Given exercise A – Condense the paragraph of the book review that begins "Going off piste a bit" into a bulleted list that keeps its main facts.

Excerpted text –

%%

Tuesday, 11 March 2008

The wise man reads both books and life itself


Tuesday 11 March – so what is it that makes us pick up a book from a shelf and decide that it would be a good read? I’ve no idea. I read the blurb for Scott Lynch’s The Lies of Locke Lamora, and thought “ah, yet another generic fantasy novel, how boring.” Book I of the Gentleman Bastard Sequence, I hate books in a series. I don’t like the idea of making an emotional connection to a set of characters just to line the author’s pockets with gold pieces. The cover looked interesting, very dark, gothic almost, complex, sort of like a twisted Venice.
Head: Shouldn’t judge a book by its cover.
Heart: Buy this book.
Heart won of course, and I’m so glad it did.

Set in the world of the shattered Therin Throne Empire and its descendant states, the tale follows the antics of young professional thief and con artist Locke Lamora and his comrades. It’s a gripping read with a wonderfully detailed world and characters. Lynch’s writing style is very easy on the eye but extremely immersive. The last time I felt so engaged with a world setting was China Miéville’s excellent Perdido Street Station. Each time I had to put the book down, it was a real effort to tear myself away. The complexity of the scams pulled by the Lamora and his gang keep you engrossed, and there is a perfect sense of comic timing. The language is a bit pithy, and there is a degree of violence and gore, but nothing gratuitous. I cannot recommend this book highly enough - suitable for adults and older children.

Going off piste a bit, it seems that Lynch was discovered back in 2005 when an editor at UK Orion/Gollancz read some early pages of his novel on Lynch’s blog and promptly signed him up to a multi-book contract. The film rights to LLL were sold to Hollywood producers in 2006. The Gentleman Bastards is a sequence of seven books following the life of Lamora over 15-20 years, and Lynch has said that there will be a sequel series set some twenty years on, with new characters, that will also be seven books long. There’s forward thinking for you! In August 2006, Subterranean Press confirmed that they would be publishing three novellas by Scott Lynch set in the same world. The first two to be entitled The Mad Baron's Mechanical Attic and The Choir of Knives. Gollancz will be releasing them in an omnibus edition entitled The Bastards and the Knives in May 2009.

%%

Given entries –

%%

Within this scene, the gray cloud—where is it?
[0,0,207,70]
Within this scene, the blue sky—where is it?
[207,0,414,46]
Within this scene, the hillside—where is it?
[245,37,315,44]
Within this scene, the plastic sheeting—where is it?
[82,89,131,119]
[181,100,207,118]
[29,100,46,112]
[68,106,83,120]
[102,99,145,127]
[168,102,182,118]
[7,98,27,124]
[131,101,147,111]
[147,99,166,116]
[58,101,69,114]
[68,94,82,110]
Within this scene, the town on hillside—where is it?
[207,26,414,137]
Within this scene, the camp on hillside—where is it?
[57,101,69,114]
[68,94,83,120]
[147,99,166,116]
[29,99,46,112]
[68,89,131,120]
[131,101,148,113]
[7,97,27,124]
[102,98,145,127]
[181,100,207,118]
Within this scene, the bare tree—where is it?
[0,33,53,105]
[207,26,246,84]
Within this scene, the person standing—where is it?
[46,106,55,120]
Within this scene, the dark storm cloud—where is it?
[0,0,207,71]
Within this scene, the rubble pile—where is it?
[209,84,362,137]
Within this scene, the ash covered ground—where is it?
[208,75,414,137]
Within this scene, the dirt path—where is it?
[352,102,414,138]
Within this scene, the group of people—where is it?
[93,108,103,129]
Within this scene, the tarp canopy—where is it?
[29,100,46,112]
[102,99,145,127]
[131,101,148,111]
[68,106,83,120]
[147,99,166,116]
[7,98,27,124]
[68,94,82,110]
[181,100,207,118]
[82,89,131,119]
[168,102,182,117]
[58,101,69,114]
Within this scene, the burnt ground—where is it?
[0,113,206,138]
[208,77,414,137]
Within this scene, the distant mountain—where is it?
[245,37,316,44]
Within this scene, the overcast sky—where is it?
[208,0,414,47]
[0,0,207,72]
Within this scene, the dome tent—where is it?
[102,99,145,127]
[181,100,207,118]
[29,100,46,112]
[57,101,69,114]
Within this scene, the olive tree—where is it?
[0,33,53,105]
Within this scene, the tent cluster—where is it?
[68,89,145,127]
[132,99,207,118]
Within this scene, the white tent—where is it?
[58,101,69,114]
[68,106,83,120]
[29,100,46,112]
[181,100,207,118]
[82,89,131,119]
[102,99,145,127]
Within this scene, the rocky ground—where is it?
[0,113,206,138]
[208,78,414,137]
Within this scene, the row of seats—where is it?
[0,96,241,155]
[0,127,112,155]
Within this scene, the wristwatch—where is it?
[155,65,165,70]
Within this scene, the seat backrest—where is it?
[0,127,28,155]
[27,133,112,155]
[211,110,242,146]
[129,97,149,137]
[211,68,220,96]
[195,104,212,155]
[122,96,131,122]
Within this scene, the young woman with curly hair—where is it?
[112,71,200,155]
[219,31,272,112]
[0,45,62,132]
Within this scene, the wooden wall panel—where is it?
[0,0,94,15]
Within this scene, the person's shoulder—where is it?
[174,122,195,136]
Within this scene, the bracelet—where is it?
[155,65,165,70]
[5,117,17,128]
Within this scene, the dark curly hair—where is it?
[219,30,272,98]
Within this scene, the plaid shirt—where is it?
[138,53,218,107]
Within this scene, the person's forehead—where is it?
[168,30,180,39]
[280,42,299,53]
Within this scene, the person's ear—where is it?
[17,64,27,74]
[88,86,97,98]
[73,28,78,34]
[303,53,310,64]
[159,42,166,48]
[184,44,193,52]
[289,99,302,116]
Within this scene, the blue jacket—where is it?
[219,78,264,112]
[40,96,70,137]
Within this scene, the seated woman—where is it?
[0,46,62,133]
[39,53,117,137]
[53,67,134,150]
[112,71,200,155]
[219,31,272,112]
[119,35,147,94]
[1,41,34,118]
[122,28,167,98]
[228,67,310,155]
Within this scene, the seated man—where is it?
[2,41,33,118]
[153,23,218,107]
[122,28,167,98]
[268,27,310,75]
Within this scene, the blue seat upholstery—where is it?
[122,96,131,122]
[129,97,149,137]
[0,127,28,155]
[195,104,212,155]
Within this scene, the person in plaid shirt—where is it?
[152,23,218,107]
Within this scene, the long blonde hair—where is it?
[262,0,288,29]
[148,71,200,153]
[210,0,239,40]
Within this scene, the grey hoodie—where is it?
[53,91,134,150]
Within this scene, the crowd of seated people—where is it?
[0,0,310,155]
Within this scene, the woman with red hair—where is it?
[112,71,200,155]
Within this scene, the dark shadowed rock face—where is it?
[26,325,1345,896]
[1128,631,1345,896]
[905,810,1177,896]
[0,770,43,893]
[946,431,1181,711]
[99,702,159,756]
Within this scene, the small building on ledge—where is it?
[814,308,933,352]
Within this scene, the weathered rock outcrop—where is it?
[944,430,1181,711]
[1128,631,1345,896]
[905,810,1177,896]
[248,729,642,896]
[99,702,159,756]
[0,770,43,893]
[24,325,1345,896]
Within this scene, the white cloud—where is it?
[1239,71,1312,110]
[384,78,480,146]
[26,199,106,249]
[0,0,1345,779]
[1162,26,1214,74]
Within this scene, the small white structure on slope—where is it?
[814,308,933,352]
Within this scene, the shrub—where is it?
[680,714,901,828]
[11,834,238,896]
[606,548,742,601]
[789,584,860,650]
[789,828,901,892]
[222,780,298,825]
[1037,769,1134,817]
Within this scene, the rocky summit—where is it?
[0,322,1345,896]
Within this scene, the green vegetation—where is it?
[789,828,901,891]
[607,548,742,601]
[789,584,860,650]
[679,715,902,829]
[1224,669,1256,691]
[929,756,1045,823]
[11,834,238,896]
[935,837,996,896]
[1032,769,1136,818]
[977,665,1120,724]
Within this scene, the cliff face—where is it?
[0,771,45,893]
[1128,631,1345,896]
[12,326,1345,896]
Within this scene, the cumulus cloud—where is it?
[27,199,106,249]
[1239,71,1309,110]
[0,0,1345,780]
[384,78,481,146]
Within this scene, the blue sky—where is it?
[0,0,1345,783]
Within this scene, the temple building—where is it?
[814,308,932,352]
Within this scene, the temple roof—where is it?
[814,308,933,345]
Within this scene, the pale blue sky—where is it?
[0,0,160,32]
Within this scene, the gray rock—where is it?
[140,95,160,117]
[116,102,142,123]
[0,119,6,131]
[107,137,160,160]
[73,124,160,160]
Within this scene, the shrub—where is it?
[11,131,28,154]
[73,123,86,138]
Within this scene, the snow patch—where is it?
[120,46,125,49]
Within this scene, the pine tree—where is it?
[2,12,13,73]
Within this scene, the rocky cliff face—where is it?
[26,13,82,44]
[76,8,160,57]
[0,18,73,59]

%%

Given exercise B – In the listing, rewrite the lines starting at the one that contains "Within this scene, the camp" and ending after the one that contains "[0,0,207,72]". Replace "Within this scene" with "In this view", change nothing else, and return only those lines.

Exercise answer A –
- In 2005, an editor at UK Orion/Gollancz read early pages of Lynch's novel on his blog and signed him to a multi-book contract.
- The film rights to The Lies of Locke Lamora were sold to Hollywood producers in 2006.
- The Gentleman Bastards is planned as seven books that follow Lamora's life over 15-20 years.
- Lynch has said a seven-book sequel series with new characters will be set about twenty years later.
- In August 2006, Subterranean Press confirmed it would publish three Lynch novellas set in the same world. The first two are titled The Mad Baron's Mechanical Attic and The Choir of Knives.
- Gollancz will release the novellas in an omnibus edition, The Bastards and the Knives, in May 2009.

Exercise answer B –
In this view, the camp on hillside—where is it?
[57,101,69,114]
[68,94,83,120]
[147,99,166,116]
[29,99,46,112]
[68,89,131,120]
[131,101,148,113]
[7,97,27,124]
[102,98,145,127]
[181,100,207,118]
In this view, the bare tree—where is it?
[0,33,53,105]
[207,26,246,84]
In this view, the person standing—where is it?
[46,106,55,120]
In this view, the dark storm cloud—where is it?
[0,0,207,71]
In this view, the rubble pile—where is it?
[209,84,362,137]
In this view, the ash covered ground—where is it?
[208,75,414,137]
In this view, the dirt path—where is it?
[352,102,414,138]
In this view, the group of people—where is it?
[93,108,103,129]
In this view, the tarp canopy—where is it?
[29,100,46,112]
[102,99,145,127]
[131,101,148,111]
[68,106,83,120]
[147,99,166,116]
[7,98,27,124]
[68,94,82,110]
[181,100,207,118]
[82,89,131,119]
[168,102,182,117]
[58,101,69,114]
In this view, the burnt ground—where is it?
[0,113,206,138]
[208,77,414,137]
In this view, the distant mountain—where is it?
[245,37,316,44]
In this view, the overcast sky—where is it?
[208,0,414,47]
[0,0,207,72]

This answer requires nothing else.